*WORKING DATA*
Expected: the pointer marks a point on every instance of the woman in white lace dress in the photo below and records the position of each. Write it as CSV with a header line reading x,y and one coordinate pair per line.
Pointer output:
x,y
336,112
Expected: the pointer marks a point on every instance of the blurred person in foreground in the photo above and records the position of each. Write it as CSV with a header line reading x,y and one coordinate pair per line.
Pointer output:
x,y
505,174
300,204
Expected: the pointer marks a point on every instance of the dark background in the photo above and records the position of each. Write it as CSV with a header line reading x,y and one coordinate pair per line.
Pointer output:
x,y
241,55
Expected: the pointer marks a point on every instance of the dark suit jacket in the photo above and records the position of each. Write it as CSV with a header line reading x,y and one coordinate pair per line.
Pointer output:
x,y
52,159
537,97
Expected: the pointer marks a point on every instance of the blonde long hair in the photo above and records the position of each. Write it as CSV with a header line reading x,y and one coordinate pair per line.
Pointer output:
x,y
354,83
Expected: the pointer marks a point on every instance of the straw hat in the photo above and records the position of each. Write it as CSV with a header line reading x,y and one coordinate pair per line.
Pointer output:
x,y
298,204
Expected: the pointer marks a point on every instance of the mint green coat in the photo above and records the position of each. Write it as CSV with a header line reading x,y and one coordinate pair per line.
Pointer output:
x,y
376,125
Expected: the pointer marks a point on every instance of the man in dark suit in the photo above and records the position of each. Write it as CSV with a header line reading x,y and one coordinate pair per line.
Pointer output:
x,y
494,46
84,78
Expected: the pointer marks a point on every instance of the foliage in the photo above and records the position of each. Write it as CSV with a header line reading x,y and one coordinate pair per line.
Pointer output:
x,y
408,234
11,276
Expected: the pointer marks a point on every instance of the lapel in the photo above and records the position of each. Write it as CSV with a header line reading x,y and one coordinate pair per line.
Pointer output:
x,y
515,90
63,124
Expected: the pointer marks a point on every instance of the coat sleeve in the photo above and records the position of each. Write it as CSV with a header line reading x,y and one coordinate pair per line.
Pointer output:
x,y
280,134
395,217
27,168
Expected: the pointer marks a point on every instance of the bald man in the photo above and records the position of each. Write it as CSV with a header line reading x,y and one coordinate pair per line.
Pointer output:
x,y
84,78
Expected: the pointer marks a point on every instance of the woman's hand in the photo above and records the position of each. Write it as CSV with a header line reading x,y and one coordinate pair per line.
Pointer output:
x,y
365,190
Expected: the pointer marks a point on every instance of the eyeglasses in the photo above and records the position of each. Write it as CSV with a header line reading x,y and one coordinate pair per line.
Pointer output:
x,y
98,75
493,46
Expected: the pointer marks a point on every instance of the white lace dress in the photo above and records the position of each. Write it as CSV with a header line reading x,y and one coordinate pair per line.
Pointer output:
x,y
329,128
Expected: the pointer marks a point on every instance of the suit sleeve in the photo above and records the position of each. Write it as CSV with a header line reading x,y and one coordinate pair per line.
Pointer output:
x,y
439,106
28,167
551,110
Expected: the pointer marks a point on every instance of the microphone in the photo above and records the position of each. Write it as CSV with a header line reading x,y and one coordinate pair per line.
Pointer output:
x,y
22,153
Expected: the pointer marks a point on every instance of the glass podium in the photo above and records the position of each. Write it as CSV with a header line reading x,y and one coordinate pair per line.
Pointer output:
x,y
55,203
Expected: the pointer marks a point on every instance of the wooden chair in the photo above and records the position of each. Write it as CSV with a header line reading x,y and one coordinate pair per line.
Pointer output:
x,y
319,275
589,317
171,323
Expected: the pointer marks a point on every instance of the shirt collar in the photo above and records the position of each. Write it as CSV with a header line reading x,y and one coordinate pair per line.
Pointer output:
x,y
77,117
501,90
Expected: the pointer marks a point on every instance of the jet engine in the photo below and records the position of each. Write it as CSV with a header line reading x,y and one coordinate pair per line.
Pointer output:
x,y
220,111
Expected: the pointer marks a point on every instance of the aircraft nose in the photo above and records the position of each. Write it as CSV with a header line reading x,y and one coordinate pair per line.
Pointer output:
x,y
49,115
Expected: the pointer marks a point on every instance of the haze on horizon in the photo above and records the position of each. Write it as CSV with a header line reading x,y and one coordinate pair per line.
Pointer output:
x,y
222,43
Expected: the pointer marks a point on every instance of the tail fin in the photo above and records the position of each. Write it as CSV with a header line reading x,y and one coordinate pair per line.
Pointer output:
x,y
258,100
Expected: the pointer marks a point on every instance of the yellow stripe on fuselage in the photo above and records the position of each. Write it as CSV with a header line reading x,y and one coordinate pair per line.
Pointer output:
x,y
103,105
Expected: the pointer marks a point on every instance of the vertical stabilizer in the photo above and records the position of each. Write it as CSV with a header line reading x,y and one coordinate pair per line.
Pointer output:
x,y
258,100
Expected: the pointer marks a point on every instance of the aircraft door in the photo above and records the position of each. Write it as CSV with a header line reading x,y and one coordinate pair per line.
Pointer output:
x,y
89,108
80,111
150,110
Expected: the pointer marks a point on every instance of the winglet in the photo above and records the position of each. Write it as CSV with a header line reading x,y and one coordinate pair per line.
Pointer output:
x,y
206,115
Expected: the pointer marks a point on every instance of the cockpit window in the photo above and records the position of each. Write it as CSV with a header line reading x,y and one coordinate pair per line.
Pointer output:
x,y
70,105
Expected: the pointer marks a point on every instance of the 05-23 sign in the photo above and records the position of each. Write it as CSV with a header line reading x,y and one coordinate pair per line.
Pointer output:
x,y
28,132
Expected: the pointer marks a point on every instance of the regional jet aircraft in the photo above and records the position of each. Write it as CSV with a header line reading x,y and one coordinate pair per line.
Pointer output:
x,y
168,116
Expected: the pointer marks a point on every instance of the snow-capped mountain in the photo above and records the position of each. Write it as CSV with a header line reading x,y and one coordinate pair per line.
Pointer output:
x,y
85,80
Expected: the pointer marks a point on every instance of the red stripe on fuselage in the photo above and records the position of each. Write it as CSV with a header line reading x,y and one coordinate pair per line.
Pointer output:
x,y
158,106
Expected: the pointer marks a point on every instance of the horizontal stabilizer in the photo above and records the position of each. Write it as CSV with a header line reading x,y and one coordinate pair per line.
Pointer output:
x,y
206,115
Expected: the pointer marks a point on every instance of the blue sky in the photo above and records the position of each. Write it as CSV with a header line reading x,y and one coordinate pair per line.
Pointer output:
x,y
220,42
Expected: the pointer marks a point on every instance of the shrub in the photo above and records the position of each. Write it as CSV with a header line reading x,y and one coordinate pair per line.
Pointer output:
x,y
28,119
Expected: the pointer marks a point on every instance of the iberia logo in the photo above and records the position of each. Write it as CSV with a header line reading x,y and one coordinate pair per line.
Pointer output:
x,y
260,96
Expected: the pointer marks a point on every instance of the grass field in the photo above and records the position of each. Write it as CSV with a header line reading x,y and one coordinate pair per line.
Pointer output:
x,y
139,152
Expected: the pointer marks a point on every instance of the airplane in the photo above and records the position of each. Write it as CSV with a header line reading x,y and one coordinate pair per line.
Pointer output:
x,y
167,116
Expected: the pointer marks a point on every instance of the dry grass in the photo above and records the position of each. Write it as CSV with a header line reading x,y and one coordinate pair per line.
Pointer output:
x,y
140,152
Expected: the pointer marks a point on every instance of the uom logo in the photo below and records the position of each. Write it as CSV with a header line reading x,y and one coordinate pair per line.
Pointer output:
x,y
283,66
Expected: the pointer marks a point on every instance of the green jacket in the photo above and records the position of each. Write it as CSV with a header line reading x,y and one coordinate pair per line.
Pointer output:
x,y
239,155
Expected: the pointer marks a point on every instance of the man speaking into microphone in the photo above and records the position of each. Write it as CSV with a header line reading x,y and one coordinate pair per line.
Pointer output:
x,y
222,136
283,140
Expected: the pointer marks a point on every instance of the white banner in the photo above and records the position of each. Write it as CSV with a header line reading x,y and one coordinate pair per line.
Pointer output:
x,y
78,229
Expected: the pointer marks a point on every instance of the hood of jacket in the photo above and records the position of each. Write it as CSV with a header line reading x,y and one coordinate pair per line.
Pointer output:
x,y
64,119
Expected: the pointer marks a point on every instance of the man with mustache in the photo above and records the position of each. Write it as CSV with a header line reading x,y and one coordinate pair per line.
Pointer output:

*WHAT YOU SHOULD DO*
Reproduce verbatim every line from the one containing "the man speaking" through the final line above, including both of those lines.

*FINISHED EXERCISE*
Expected: the pointer marks a point on every instance of the man speaking into microphone in the photo above and records the position of each. Write it as CSV with a header line reading x,y and one coordinate pair per line.
Pointer output:
x,y
222,136
283,140
Expected: the pointer marks a point on every instance of the white banner in the photo above and records the position of each. Write it as CSV with a header line reading x,y and one coordinate pair per line.
Pointer output:
x,y
78,229
Expected: the pointer marks a point on every instance of the hood of jacket in the photo above and records the position of each. Write it as CSV with a header line reading x,y and one coordinate pair per line.
Pointer output:
x,y
64,119
Expected: the pointer marks a point on every instance of the man with mustache in the photo above and records the position of each. Write it as CSV with a header line reading x,y and one coordinate pair per line.
Pointer output:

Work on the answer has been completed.